#### [TASK DESCRIPTION]
Update the items from the line with "Scouting pass: put a marker on the white" to the line with "38), (60, 18)]" by changing "white cloud" to "rain cloud" and leaving everything else the same. Give back only those lines.

━━━━━ DATA EXCERPTS

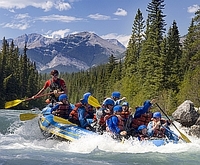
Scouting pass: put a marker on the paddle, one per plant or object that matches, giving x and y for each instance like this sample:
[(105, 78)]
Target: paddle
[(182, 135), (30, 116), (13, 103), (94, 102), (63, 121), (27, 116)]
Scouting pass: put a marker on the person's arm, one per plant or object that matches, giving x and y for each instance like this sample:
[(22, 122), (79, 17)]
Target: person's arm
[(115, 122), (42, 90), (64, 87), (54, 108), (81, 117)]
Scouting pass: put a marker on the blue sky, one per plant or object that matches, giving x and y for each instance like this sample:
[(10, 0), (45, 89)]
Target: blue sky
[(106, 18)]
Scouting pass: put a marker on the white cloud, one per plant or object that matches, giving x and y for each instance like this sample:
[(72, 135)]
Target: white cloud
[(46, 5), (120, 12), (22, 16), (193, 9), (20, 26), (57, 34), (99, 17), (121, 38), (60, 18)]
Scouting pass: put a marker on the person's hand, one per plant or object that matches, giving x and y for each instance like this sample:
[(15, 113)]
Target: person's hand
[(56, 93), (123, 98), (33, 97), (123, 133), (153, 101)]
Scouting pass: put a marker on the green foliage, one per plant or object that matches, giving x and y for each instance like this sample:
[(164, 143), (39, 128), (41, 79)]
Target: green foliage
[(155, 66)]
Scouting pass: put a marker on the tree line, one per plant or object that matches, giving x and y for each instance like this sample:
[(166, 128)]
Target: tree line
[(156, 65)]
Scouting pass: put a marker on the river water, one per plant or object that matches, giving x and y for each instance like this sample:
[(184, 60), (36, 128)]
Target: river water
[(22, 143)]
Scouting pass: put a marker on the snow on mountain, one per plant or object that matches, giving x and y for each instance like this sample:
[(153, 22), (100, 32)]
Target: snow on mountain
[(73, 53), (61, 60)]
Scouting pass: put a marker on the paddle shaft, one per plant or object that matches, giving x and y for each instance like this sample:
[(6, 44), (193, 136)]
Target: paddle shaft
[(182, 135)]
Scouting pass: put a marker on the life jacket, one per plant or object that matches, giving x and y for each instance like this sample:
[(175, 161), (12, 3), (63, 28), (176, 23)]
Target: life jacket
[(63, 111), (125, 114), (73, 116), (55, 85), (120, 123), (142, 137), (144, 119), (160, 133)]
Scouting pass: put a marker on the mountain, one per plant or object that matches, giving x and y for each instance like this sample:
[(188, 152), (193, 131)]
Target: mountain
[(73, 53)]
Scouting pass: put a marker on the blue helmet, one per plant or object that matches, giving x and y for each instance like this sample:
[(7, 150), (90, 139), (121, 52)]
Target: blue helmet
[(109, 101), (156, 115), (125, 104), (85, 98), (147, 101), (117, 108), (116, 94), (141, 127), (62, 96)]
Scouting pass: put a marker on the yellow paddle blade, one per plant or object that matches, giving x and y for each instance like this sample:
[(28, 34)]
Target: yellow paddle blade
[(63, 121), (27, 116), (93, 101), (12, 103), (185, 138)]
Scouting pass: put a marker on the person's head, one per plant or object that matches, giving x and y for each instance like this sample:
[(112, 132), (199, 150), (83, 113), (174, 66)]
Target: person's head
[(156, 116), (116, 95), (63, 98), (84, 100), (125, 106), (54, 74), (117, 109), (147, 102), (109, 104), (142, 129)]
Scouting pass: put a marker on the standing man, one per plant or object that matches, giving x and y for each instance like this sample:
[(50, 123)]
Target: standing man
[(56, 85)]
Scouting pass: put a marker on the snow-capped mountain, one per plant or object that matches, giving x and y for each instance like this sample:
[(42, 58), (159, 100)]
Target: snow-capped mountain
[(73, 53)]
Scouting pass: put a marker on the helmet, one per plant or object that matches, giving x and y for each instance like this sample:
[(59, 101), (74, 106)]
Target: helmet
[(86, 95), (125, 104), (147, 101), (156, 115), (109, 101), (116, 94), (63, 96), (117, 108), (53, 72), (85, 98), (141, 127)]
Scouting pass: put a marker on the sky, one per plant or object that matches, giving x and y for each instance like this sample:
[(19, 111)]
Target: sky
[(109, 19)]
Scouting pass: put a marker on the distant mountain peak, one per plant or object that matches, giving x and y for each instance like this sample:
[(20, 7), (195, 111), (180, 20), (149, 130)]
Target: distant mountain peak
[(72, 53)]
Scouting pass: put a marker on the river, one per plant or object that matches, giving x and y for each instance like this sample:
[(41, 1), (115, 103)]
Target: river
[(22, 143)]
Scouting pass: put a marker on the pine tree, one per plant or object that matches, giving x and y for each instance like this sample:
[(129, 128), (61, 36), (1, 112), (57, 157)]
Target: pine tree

━━━━━━━━━━

#### [ANSWER BELOW]
Scouting pass: put a marker on the rain cloud, one per plant or object that matches, giving x and y for each instance like this sample:
[(72, 135)]
Target: rain cloud
[(46, 5), (120, 12), (22, 16), (193, 9), (20, 26), (57, 34), (99, 17), (121, 38), (60, 18)]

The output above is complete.